### EXERCISE INSTRUCTIONS
Repeat every line below exactly as it reads.
☆ ☆ ☆ ☆ ☆ ☆ ☆
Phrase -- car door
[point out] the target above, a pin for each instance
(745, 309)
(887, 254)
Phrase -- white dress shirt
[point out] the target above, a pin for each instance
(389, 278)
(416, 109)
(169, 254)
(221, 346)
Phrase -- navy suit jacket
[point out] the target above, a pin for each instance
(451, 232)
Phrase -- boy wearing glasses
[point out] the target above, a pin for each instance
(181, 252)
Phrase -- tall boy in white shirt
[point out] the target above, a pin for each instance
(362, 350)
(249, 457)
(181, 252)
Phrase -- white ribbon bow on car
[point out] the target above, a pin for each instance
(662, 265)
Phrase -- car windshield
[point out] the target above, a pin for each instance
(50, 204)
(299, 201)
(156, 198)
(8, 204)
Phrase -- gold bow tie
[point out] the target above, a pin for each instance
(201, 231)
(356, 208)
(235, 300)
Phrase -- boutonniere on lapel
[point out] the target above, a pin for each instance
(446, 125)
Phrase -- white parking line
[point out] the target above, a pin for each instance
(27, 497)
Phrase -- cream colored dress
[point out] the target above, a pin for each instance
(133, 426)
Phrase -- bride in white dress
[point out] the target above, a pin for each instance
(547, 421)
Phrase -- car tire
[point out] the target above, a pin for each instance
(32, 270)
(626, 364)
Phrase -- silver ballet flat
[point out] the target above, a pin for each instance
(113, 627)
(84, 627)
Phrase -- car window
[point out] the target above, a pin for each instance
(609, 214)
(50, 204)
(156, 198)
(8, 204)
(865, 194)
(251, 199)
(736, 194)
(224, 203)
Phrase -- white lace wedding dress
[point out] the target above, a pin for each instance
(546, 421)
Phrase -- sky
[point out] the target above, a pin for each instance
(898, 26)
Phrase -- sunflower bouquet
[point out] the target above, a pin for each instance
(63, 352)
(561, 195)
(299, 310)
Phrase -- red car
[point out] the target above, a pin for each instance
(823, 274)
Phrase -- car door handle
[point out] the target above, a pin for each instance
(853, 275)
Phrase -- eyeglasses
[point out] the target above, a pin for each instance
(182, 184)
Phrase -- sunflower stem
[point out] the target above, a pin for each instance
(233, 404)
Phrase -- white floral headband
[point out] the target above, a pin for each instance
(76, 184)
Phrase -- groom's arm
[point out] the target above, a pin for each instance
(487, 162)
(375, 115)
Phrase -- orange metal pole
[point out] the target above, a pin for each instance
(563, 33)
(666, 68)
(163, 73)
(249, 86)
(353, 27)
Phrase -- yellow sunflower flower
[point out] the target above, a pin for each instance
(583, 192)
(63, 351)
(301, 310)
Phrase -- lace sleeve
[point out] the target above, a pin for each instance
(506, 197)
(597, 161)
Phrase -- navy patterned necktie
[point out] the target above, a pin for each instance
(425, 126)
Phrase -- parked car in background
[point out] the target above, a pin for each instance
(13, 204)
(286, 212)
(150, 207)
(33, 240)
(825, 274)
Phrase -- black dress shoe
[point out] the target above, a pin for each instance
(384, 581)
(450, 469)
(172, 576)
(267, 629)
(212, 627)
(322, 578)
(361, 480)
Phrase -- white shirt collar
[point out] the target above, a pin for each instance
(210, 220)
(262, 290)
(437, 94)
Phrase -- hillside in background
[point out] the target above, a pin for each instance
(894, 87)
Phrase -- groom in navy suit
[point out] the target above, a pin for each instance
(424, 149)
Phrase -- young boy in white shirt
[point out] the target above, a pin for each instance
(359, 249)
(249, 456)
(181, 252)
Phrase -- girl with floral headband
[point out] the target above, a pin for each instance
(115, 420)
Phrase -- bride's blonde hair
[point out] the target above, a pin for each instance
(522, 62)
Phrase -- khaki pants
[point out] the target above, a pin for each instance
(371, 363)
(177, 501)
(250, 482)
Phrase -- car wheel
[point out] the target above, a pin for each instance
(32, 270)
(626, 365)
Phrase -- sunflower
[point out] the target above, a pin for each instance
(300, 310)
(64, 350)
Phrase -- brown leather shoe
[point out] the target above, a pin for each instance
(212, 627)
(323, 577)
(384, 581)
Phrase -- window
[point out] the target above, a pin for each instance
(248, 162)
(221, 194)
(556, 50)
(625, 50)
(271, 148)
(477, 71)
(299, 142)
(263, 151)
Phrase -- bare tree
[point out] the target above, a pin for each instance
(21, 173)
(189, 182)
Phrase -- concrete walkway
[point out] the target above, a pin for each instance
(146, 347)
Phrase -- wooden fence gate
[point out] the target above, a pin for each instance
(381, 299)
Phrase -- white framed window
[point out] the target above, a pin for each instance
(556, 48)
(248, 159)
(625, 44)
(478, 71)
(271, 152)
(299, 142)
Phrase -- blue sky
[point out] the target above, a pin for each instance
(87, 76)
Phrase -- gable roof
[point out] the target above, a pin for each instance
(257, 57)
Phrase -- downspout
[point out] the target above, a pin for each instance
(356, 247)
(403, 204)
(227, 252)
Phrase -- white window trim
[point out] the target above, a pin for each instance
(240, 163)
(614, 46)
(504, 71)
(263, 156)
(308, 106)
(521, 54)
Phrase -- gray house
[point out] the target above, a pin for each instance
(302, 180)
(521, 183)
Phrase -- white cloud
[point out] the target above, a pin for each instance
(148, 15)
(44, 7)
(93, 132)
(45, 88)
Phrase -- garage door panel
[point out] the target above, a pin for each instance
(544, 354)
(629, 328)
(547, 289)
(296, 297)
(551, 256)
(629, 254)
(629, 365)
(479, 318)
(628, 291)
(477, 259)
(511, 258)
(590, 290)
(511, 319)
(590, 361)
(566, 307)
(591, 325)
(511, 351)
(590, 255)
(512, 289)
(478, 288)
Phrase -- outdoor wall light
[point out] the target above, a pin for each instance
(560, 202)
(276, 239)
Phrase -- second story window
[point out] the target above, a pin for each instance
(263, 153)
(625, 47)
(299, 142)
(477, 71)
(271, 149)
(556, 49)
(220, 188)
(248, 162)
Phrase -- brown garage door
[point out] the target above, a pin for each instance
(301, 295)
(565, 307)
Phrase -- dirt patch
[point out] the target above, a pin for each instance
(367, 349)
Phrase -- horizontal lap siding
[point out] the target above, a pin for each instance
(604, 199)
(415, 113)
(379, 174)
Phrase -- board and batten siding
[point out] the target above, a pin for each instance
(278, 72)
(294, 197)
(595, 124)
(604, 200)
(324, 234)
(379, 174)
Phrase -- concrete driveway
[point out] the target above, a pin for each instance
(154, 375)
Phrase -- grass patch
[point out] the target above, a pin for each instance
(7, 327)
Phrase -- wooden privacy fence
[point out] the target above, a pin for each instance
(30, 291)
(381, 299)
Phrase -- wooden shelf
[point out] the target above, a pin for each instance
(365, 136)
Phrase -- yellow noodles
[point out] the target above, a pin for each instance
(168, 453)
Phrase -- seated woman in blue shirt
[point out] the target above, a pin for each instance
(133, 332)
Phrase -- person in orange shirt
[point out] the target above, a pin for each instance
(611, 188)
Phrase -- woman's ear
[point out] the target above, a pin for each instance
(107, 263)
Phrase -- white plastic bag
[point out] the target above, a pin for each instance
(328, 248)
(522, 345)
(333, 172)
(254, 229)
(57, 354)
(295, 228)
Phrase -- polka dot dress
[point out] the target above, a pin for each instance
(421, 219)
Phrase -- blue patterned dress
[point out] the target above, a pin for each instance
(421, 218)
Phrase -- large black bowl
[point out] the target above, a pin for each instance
☆ ☆ ☆ ☆ ☆ ☆ ☆
### SOLUTION
Phrase -- car door
[point out] the target above, a pin for each instance
(745, 309)
(887, 254)
Phrase -- white dress shirt
[point out] the target above, a pin for each instance
(389, 278)
(416, 109)
(169, 254)
(221, 346)
Phrase -- navy suit jacket
[point out] the target above, a pin for each instance
(451, 232)
Phrase -- boy wearing glasses
[point out] the target above, a pin for each instance
(181, 252)
Phrase -- tall boy in white shirt
[point out] the target above, a pin for each instance
(362, 350)
(249, 457)
(181, 252)
Phrase -- white ribbon bow on car
[point out] the target above, a pin for each instance
(662, 265)
Phrase -- car windshield
[point out] the target above, a pin for each instance
(50, 204)
(299, 201)
(156, 198)
(8, 204)
Phrase -- gold bow tie
[point out] the target above, a pin for each instance
(201, 231)
(356, 208)
(235, 300)
Phrase -- boutonniere on lapel
[point out] the target above, a pin for each instance
(446, 125)
Phrase -- white parking line
[point out] the target above, a pin for each instance
(27, 497)
Phrase -- cream colored dress
[point out] the target above, a pin for each instance
(133, 426)
Phrase -- bride in white dress
[point out] the target above, a pin for each instance
(547, 421)
Phrase -- car tire
[point out] the target above, a pin for each instance
(32, 270)
(626, 364)
Phrase -- silver ballet flat
[point out] the target above, a pin for each instance
(113, 627)
(84, 627)
Phrase -- car window
[point out] the target above, a pin for each instance
(609, 214)
(50, 204)
(156, 198)
(8, 204)
(865, 194)
(251, 199)
(736, 194)
(224, 203)
Phrase -- white lace wedding dress
[point out] the target above, a pin for each instance
(546, 421)
Phrase -- sky
[point out] the target above, a pin for each instance
(898, 26)
Phrase -- sunflower bouquet
[point out] the target above, a pin for each instance
(63, 352)
(561, 195)
(299, 310)
Phrase -- red car
[point out] the target above, a pin for each instance
(823, 274)
Phrase -- car door handle
[point out] the target above, a pin for each instance
(853, 275)
Phrase -- eyeglasses
[point out] the target above, a pin for each instance
(182, 184)
Phrase -- sunflower stem
[point out] the target above, a pin for each instance
(233, 404)
Phrase -- white floral headband
[point out] the target above, a pin for each instance
(76, 184)
Phrase -- groom's arm
[point out] the target above, a pin for each instance
(487, 162)
(375, 115)
Phrase -- orange metal pole
[point out] the target above, a pin for each instance
(563, 33)
(666, 68)
(163, 73)
(249, 86)
(353, 27)
Phrase -- yellow sunflower flower
[point out] the target above, a pin for each instance
(583, 192)
(63, 351)
(301, 310)
Phrase -- lace sleeve
[point out] the target above, a pin for each instance
(506, 197)
(597, 161)
Phrase -- navy patterned necktie
[point out] the target above, a pin for each instance
(425, 126)
Phrase -- parked car in background
[point out] the target above, a pin for each instance
(13, 204)
(286, 212)
(150, 207)
(33, 240)
(825, 274)
Phrase -- black dress shoe
[point out] the target above, a pin for each instance
(384, 581)
(450, 469)
(172, 576)
(267, 629)
(212, 627)
(322, 578)
(361, 480)
Phrase -- white shirt collar
[point out] the target above, a pin for each instance
(210, 220)
(262, 290)
(437, 94)
Phrase -- hillside in background
[point out] the target above, a pin for each instance
(894, 87)
Phrase -- groom in navy suit
[point out] the target above, a pin for each instance
(424, 149)
Phrase -- young boy in white shirt
[point out] the target above, a pin for each instance
(359, 249)
(249, 456)
(181, 252)
Phrase -- girl with floral headband
[point out] the target above, a pin for each instance
(115, 420)
Phrase -- bride's blonde hair
[point out] the target above, a pin for each instance
(522, 62)
Phrase -- khaki pants
[point out] the target above, a pin for each instance
(371, 363)
(177, 501)
(250, 482)
Phrase -- car wheel
[point out] the target above, a pin for each instance
(32, 270)
(626, 365)
Phrase -- sunflower
[point out] the target above, a pin for each instance
(300, 310)
(64, 350)
Phrase -- brown leather shoe
[point out] the target above, a pin for each instance
(212, 627)
(323, 577)
(384, 581)
Phrase -- window
[point out] the target above, a pin for each instance
(248, 162)
(221, 194)
(556, 50)
(625, 50)
(271, 148)
(477, 71)
(299, 142)
(263, 151)
Phrase -- bare tree
[point out] the target above, a pin for each instance
(21, 173)
(189, 182)
Phrase -- concrete walkway
[point out] the target above, a pin for each instance
(146, 347)
Phrase -- wooden fence gate
[point out] the target above, a pin for each instance
(381, 299)
Phrase -- white framed window
[point out] the target above, a pin for each instance
(556, 48)
(248, 159)
(625, 44)
(478, 71)
(271, 152)
(299, 142)
Phrase -- blue sky
[point out] the target above, a pin for each instance
(87, 76)
Phrase -- gable roof
[point out] the target above, a pin for each instance
(257, 57)
Phrase -- downspout
[point out] the target above, a pin for each instance
(356, 247)
(403, 204)
(227, 252)
Phrase -- white window trim
[point out] the target above, a pin for each instance
(240, 163)
(614, 46)
(504, 71)
(263, 156)
(308, 106)
(521, 54)
Phrase -- gray house
[point out] the target above, a pin for each instance
(302, 180)
(521, 183)
Phrase -- white cloud
[point out] the target above, a pin for each instance
(148, 15)
(44, 7)
(93, 132)
(45, 88)
Phrase -- garage door panel
[point out] the target above, a pin for each instance
(544, 354)
(629, 328)
(547, 289)
(296, 297)
(551, 256)
(629, 254)
(629, 365)
(479, 318)
(628, 291)
(477, 259)
(511, 258)
(590, 290)
(511, 319)
(590, 361)
(566, 307)
(591, 325)
(511, 351)
(590, 255)
(512, 289)
(478, 288)
Phrase -- outdoor wall light
[point out] the target above, a pin for each instance
(560, 202)
(276, 239)
Phrase -- second story window
[point out] the target above, a pin for each instance
(263, 153)
(625, 47)
(299, 142)
(477, 71)
(271, 149)
(556, 49)
(220, 188)
(248, 162)
Phrase -- brown garage door
[point out] the target above, a pin for each instance
(301, 295)
(565, 307)
Phrase -- dirt patch
[point out] the target above, a pin for each instance
(367, 349)
Phrase -- horizontal lap siding
[point out] the target above, a pin for each instance
(604, 199)
(415, 113)
(379, 174)
Phrase -- board and batten siding
[point out] the target above, a pin for each instance
(278, 72)
(294, 197)
(595, 124)
(604, 200)
(324, 234)
(379, 174)
Phrase -- concrete driveway
[point out] the target above, a pin for each instance
(154, 375)
Phrase -- grass patch
[point out] the target above, a pin for each instance
(7, 327)
Phrase -- wooden privacy fence
[point out] the target above, a pin for each instance
(30, 291)
(381, 299)
Phrase -- wooden shelf
[point out] the target above, a pin for each instance
(365, 136)
Phrase -- yellow noodles
[point out] the target above, a pin for each instance
(168, 453)
Phrase -- seated woman in blue shirt
[point out] the target above, a pin for each instance
(133, 332)
Phrase -- person in orange shirt
[point out] the target above, a pin for each instance
(611, 188)
Phrase -- woman's ear
[point out] the target above, a pin for each instance
(107, 263)
Phrase -- white plastic bag
[point out] the target above, a pin for each instance
(328, 248)
(522, 345)
(333, 172)
(254, 229)
(57, 354)
(295, 228)
Phrase -- polka dot dress
[point out] the target above, a pin for each instance
(421, 219)
Phrase -- blue patterned dress
[point out] the target above, a pin for each instance
(421, 218)
Phrase -- large black bowl
[point out] the target above, a pin for each instance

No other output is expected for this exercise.